Recently I discovered a wonderful study – filling in this gaps. This book by Benjamin Morgan is called The Outward Mind: Materialist Aesthetics in Victorian Science and Literature.
Again, Benjamin M does not mention ANW directly, because ANW is somehow outside of the scope of this historical study of experimental aesthetics, but at the same time, he is one of those that have enjoyed and absorbed a lot of what The Outward Mind aims to be about.
This is, I think, the missing historical Gedankenkollectiv that offers many other gradations, graded ways in which the late Victorian era (I get more and more convinced this is so) has transmitted disparate interests with development from the physical sciences or concerns as to the naturalization of mental processes. Heidegger for me is a key philosopher that somehow obscures this Victorian background noise, he is closer to the Critical Idiom in his disparagement of technology and science, in the sense that his own anti-scientific opposition manages to produce a tabula rasa in regard to all these previously very rich cross-overs and intellectual cross-fertilization that (according to Benjamin Morgan) characterized experimental or laboratory aesthetics in both Germany and Great Britain (US and France and other places?!). Looking fwd to reading this book.

ASSIGNMENT. Copy out the note on Benjamin Morgan's book The Outward Mind in full, word for word.

INFORMATION PROVIDED.
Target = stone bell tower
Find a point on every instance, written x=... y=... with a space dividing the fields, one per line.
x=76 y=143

OUTPUT OF THE EXERCISE.
Recently I discovered a wonderful study – filling in this gaps. This book by Benjamin Morgan is called The Outward Mind: Materialist Aesthetics in Victorian Science and Literature.
Again, Benjamin M does not mention ANW directly, because ANW is somehow outside of the scope of this historical study of experimental aesthetics, but at the same time, he is one of those that have enjoyed and absorbed a lot of what The Outward Mind aims to be about.
This is, I think, the missing historical Gedankenkollectiv that offers many other gradations, graded ways in which the late Victorian era (I get more and more convinced this is so) has transmitted disparate interests with development from the physical sciences or concerns as to the naturalization of mental processes. Heidegger for me is a key philosopher that somehow obscures this Victorian background noise, he is closer to the Critical Idiom in his disparagement of technology and science, in the sense that his own anti-scientific opposition manages to produce a tabula rasa in regard to all these previously very rich cross-overs and intellectual cross-fertilization that (according to Benjamin Morgan) characterized experimental or laboratory aesthetics in both Germany and Great Britain (US and France and other places?!). Looking fwd to reading this book.